-- Start DOCUMENT TEXT --

Code Monkey home page Code Monkey logo

avro-schema-compactor's Introduction

Avro Schema Compactor

A tool for compacting avro schemas into a binary representation.

Why?

Avro serializes its schemas as json. This means that:

  • Serialized schemas take up way more space than is required
  • Consuming the schema requires json parsing
  • In the case of single records, the schema is often much larger than the data

Current State

This is just a POC/WIP project at the moment.

Currently it only supports "lossy" serialization to be used as the "write-schema" that is stored with the data. It also makes some assumptions about your schema to compact the data further. Eventually various "rules" for compaction and serialization may be available.

-- End DOCUMENT TEXT --
-- Start SUPPLIED INFORMATION --

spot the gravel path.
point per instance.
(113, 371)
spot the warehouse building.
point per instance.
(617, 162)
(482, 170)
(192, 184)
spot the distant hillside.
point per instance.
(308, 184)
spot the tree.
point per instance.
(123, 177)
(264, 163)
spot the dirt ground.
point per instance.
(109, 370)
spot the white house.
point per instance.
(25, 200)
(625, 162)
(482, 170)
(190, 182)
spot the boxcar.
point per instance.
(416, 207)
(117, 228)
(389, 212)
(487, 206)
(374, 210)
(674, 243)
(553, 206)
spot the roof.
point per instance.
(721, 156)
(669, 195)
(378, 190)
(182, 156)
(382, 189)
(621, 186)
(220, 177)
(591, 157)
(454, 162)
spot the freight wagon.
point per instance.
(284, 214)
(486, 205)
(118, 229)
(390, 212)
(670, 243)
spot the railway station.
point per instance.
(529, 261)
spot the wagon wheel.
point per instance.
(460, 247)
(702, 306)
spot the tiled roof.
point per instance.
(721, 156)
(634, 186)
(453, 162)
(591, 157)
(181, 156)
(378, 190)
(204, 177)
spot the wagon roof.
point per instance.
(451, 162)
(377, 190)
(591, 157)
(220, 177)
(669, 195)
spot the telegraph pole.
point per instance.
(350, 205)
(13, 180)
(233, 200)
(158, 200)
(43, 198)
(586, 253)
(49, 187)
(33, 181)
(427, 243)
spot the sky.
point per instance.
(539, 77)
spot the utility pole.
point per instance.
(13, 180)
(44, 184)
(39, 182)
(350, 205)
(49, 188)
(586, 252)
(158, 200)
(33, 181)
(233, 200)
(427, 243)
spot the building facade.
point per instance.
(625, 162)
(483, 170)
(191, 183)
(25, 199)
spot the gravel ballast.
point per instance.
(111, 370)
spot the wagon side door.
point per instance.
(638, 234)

-- End SUPPLIED INFORMATION --

TASK LIST:
**a.** From the Avro Schema Compactor text above, extract the stretch from "Code Monkey home" through "a binary representation.".
**b.** According to the Avro Schema Compactor text, what format does Avro use to serialize its schemas?

PER-TASK OUTPUTS:
**a.**
Code Monkey home page Code Monkey logo

avro-schema-compactor's Introduction

Avro Schema Compactor

A tool for compacting avro schemas into a binary representation.

**b.** JSON.